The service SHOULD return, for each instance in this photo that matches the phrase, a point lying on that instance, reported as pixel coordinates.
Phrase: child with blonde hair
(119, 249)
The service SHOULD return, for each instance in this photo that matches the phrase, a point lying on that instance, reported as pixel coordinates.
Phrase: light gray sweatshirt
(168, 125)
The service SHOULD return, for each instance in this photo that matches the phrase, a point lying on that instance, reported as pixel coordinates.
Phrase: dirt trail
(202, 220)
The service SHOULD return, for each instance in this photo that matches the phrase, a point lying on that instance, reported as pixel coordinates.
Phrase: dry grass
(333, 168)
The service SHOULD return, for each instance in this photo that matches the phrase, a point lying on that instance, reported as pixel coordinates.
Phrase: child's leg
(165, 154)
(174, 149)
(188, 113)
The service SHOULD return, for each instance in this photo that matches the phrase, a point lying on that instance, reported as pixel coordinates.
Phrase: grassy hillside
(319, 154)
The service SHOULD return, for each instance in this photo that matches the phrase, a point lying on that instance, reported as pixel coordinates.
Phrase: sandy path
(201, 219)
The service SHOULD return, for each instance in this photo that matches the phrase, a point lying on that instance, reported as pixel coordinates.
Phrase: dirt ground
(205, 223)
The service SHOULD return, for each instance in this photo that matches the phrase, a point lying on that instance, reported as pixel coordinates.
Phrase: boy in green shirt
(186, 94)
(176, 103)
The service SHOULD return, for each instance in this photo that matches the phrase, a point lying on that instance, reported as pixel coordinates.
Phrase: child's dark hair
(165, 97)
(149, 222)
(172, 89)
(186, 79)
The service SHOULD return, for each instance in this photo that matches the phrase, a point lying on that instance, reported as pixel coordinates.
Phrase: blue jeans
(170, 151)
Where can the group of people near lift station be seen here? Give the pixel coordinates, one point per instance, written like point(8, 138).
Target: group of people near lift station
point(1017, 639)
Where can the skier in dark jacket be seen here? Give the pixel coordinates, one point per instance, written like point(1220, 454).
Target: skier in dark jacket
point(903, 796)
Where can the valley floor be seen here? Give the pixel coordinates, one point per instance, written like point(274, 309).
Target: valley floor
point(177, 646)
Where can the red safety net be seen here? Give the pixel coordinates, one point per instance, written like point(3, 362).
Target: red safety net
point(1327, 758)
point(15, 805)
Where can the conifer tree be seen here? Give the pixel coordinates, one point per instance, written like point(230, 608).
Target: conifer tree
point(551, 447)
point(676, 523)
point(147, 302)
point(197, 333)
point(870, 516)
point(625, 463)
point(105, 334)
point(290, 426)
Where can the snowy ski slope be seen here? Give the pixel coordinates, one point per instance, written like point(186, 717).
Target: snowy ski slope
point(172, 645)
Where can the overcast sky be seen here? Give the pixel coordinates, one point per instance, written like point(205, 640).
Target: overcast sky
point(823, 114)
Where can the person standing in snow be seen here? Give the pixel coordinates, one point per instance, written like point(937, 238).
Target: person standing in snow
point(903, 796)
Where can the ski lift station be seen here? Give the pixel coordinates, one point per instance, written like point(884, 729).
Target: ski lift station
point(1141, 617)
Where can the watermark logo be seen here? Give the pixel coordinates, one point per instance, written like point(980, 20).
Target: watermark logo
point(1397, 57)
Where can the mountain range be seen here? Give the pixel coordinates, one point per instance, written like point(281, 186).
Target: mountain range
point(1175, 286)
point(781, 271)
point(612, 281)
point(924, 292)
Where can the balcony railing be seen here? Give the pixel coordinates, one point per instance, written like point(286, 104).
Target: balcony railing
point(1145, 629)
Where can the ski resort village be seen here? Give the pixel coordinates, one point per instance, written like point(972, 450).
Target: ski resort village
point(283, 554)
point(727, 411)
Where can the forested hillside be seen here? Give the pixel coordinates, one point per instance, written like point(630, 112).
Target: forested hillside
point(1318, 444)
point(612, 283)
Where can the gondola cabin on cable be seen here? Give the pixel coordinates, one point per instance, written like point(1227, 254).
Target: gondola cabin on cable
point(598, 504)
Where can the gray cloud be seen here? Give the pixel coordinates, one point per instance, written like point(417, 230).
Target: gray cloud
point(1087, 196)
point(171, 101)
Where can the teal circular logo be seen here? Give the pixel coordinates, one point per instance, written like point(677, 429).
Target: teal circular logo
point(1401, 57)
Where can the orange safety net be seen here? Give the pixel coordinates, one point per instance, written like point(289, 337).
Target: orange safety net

******************************

◆ **Your task**:
Reproduce without change the part of the items above that opens with the line containing "Where can the valley" and closes with the line containing "point(823, 114)", both of those lines included.

◆ **Full solution**:
Where can the valley floor be seen here? Give the pixel coordinates, one point per instance, written like point(274, 309).
Target: valley floor
point(177, 646)
Where can the red safety net be seen here? Give the pixel coordinates, one point per instance, written like point(3, 362).
Target: red safety net
point(1327, 758)
point(15, 805)
Where can the conifer tree be seen here? Give the pixel coordinates, one point per instance, written like point(230, 608).
Target: conifer tree
point(551, 447)
point(676, 523)
point(147, 302)
point(197, 333)
point(870, 516)
point(625, 463)
point(105, 334)
point(290, 426)
Where can the snowy ski slope be seen here? Give the pixel coordinates, one point per instance, written like point(186, 717).
Target: snowy ski slope
point(172, 645)
Where can the overcast sky be seen here? Give the pixel coordinates, one point per instance, written like point(205, 640).
Target: overcast sky
point(823, 114)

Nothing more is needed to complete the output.